Page text:
Right on the heels of Corporation Commission candidate Barry Wong’s suggestion that regulated utilities be required to check the immigration status of customers, Glen Hamer, President and CEO of the Arizona Chamber of Commerce whips off a scathing letter to the onetime commissioner. Hamer is remembered as the AZ GOP executive director who, immediately after leaving that post, fronted the Chamber’s endorsement of Janet Napolitano for governor.

But Hamer wasn’t content to let Wong know how the group he fronts for feels.  He grandstands with this “open letter.”

The AZ Chamber has long been known for its penchant for non-enforcement of our immigration laws. The group’s endorsements reflect that bias, as does the new chairman and slate of officers released today.

The McCain connection is all too evident, with the Vice Chairman of Membership: Doug Yonko. If Yonko’s name is unfamiliar, we provide this bit of information: He is the Vice President of Communications at Hensley & Company —  Cindy McCain’s Anheuser-Busch wholesale beer distributorship, one of the largest in the United States.

Recently the Arizona Chamber released its candidate endorsements for the state House and Senate. The business group endorsed 52 candidates – 17 Senate and 35 House candidates – who they said share the Chamber’s “pro-business, free-market agenda.” 

“Whether they’re a Republican or a Democrat, the candidates we’ve endorsed all share a belief in free markets and a commitment to growing Arizona’s economy by creating a tax and regulatory environment that attracts good jobs to the state.”

Exercise directions:
Summarize the text about the Arizona Chamber of Commerce in two sentences.

Material provided:
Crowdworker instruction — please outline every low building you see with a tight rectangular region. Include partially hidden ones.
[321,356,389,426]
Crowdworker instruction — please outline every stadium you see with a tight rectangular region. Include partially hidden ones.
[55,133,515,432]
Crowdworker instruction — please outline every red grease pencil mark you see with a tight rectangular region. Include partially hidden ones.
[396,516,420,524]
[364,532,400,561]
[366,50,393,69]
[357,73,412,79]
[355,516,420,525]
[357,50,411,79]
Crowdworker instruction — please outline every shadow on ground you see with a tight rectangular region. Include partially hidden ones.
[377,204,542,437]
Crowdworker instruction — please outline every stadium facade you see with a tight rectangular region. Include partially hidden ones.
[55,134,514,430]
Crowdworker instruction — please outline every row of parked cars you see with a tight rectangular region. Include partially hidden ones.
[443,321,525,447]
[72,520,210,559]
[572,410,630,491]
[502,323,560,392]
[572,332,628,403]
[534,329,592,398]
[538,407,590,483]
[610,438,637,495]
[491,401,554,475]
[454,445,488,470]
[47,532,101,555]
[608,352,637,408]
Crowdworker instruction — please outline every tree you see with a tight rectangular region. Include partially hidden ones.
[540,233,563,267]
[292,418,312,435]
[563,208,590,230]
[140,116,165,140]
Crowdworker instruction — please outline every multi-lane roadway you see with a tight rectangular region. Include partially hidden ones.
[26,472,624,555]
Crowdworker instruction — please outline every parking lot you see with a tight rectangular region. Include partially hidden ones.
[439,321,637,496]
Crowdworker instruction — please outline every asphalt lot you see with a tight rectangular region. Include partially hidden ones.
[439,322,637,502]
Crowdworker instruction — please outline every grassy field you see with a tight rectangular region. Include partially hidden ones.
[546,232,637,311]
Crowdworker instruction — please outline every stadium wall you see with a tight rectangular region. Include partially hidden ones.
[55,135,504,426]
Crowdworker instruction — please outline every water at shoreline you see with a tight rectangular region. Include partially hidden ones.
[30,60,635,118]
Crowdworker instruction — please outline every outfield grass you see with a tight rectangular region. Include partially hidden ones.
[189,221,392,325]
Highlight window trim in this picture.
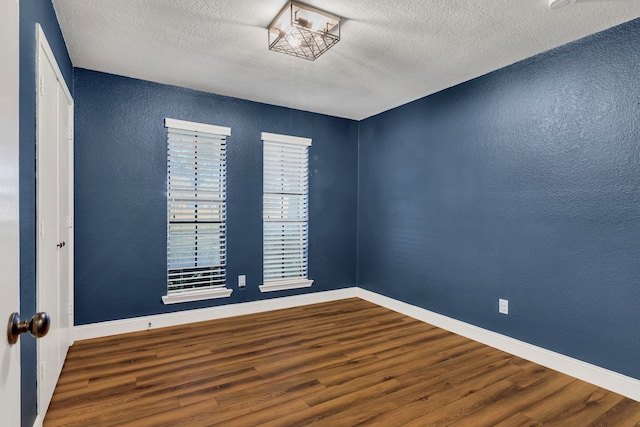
[162,118,233,304]
[259,132,313,293]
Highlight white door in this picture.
[36,26,73,419]
[0,0,21,426]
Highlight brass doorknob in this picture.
[7,312,51,344]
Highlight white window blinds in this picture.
[163,119,231,303]
[260,133,313,292]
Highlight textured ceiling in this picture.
[53,0,640,119]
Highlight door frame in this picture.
[36,24,74,420]
[0,0,21,426]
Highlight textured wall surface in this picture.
[74,69,358,325]
[20,0,73,426]
[358,20,640,378]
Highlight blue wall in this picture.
[358,20,640,378]
[74,69,358,325]
[20,0,73,426]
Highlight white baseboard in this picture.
[33,415,42,427]
[71,287,640,402]
[74,287,358,340]
[357,288,640,401]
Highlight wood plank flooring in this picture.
[44,298,640,427]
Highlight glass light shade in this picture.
[269,1,340,61]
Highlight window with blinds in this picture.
[260,133,313,292]
[162,119,232,304]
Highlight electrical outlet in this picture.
[498,299,509,314]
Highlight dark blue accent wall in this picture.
[358,20,640,378]
[74,69,358,325]
[20,0,73,426]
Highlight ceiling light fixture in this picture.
[269,1,340,61]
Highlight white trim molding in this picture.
[259,279,313,292]
[358,288,640,401]
[75,287,358,340]
[164,118,231,136]
[75,287,640,401]
[162,288,233,305]
[261,132,312,147]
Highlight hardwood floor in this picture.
[44,298,640,427]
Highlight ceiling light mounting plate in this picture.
[268,1,340,61]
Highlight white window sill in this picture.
[162,288,233,304]
[259,279,313,292]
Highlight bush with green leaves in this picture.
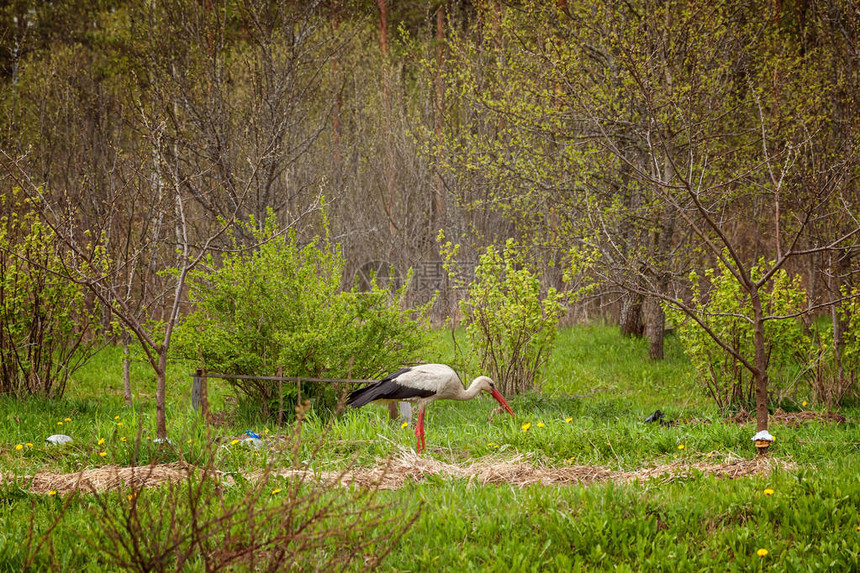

Task solution:
After Corporation Commission candidate Barry Wong suggested that regulated utilities check customers' immigration status, Glen Hamer, President and CEO of the Arizona Chamber of Commerce, responded with a scathing open letter. The writer argues that the Chamber has long favored non-enforcement of immigration laws, points to a McCain connection through new Vice Chairman of Membership Doug Yonko of Hensley & Company, and notes that the Chamber endorsed 52 state legislative candidates who it said share its "pro-business, free-market agenda."